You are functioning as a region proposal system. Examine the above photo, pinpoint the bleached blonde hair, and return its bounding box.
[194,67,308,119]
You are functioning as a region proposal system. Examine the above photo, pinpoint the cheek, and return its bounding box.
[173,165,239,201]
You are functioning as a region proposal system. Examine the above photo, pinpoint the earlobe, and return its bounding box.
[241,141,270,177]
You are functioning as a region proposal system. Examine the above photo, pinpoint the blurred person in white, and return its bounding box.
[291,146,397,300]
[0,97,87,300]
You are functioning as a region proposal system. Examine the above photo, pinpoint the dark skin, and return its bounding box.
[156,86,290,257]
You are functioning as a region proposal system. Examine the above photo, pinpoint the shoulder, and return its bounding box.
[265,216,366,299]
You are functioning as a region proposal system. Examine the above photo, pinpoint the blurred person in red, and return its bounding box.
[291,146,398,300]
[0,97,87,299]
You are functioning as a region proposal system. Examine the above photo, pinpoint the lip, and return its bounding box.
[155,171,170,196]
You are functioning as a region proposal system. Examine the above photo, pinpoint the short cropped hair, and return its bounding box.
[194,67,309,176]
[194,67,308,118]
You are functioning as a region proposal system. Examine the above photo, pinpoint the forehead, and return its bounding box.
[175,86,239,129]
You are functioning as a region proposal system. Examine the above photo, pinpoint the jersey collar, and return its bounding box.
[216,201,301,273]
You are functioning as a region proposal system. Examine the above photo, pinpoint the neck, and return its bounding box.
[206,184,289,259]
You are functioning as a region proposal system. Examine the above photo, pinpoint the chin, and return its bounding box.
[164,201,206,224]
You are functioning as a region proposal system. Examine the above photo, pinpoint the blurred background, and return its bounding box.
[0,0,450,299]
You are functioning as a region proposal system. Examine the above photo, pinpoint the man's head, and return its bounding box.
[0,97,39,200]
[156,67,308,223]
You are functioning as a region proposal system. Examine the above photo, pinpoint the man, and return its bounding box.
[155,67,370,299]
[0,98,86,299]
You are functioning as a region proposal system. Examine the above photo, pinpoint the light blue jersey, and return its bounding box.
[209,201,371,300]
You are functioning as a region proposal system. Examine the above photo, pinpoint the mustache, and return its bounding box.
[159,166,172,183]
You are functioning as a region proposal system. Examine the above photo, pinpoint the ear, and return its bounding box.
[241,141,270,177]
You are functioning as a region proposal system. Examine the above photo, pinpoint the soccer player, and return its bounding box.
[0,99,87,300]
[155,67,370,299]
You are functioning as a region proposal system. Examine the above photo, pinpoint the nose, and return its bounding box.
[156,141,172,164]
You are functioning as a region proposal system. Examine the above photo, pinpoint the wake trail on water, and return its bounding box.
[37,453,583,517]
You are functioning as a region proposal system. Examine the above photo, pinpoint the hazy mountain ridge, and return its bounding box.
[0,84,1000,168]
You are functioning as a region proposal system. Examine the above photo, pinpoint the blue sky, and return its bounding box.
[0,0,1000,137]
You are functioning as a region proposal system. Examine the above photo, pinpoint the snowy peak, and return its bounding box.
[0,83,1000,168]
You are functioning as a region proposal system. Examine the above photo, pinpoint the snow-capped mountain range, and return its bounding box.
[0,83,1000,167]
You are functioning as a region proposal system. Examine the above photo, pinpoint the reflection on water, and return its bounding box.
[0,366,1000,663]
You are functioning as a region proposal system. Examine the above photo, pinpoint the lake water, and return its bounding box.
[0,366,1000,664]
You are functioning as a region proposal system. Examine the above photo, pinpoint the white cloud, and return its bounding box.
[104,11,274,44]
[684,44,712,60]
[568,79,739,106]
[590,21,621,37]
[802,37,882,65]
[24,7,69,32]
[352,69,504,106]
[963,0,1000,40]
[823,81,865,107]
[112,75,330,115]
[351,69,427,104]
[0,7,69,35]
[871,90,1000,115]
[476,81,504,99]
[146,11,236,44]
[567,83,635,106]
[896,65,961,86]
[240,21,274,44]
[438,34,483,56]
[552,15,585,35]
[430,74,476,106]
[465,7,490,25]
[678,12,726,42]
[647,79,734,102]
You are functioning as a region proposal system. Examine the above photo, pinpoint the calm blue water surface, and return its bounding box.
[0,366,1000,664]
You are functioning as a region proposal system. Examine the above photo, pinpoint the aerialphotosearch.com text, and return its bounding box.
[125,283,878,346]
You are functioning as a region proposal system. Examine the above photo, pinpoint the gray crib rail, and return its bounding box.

==========

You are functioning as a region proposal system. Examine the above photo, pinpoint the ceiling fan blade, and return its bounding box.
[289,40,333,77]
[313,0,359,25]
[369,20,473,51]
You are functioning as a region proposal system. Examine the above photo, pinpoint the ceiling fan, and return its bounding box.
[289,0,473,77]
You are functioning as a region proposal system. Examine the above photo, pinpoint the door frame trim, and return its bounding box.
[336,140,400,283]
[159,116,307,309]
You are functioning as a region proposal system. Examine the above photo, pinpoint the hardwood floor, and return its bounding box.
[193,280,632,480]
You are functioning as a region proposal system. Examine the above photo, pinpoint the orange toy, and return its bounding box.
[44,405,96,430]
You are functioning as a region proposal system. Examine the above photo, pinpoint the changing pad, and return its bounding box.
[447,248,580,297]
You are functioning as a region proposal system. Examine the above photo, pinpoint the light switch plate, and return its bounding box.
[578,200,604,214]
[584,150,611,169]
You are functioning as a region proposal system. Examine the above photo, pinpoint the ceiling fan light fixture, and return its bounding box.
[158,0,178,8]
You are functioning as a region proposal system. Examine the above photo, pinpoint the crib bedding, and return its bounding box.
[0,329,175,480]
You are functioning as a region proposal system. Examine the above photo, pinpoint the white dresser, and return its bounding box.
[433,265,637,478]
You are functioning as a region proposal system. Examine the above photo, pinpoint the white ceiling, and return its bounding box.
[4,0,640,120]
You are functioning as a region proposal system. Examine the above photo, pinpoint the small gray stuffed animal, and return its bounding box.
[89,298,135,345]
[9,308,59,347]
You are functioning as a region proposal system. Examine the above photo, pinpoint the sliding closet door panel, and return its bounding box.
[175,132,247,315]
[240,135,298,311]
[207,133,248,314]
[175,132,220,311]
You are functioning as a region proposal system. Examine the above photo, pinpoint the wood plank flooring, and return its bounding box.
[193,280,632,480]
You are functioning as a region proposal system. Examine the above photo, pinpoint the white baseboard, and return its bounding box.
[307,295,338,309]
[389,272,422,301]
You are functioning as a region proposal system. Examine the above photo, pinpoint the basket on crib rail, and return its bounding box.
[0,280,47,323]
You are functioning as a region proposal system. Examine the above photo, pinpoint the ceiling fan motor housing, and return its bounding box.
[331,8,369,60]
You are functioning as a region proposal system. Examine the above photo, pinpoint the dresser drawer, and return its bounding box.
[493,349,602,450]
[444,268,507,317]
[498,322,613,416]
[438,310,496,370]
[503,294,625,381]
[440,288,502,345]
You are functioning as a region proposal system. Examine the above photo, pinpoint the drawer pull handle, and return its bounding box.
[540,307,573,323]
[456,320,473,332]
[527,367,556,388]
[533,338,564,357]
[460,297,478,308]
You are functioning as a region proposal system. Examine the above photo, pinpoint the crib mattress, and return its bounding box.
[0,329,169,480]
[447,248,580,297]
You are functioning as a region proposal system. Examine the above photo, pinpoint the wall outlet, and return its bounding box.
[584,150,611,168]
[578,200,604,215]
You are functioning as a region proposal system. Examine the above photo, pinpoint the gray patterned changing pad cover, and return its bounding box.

==========

Description of the task ->
Please reproduce word for word the part of the listing above that starts at the line containing "earlobe, and return its bounding box." and ends at the line containing "[156,86,290,257]", both lines included.

Task solution ->
You are functioning as a region proposal system. Examine the above photo, pinpoint the earlobe, and return its bounding box.
[241,141,270,177]
You are functioning as a region proposal system. Examine the above photo, pinpoint the blurred person in white, and return its bounding box.
[291,146,397,300]
[0,97,87,300]
You are functioning as a region proposal system. Examine the above photo, pinpoint the dark skin, and return its bounding box.
[156,86,290,257]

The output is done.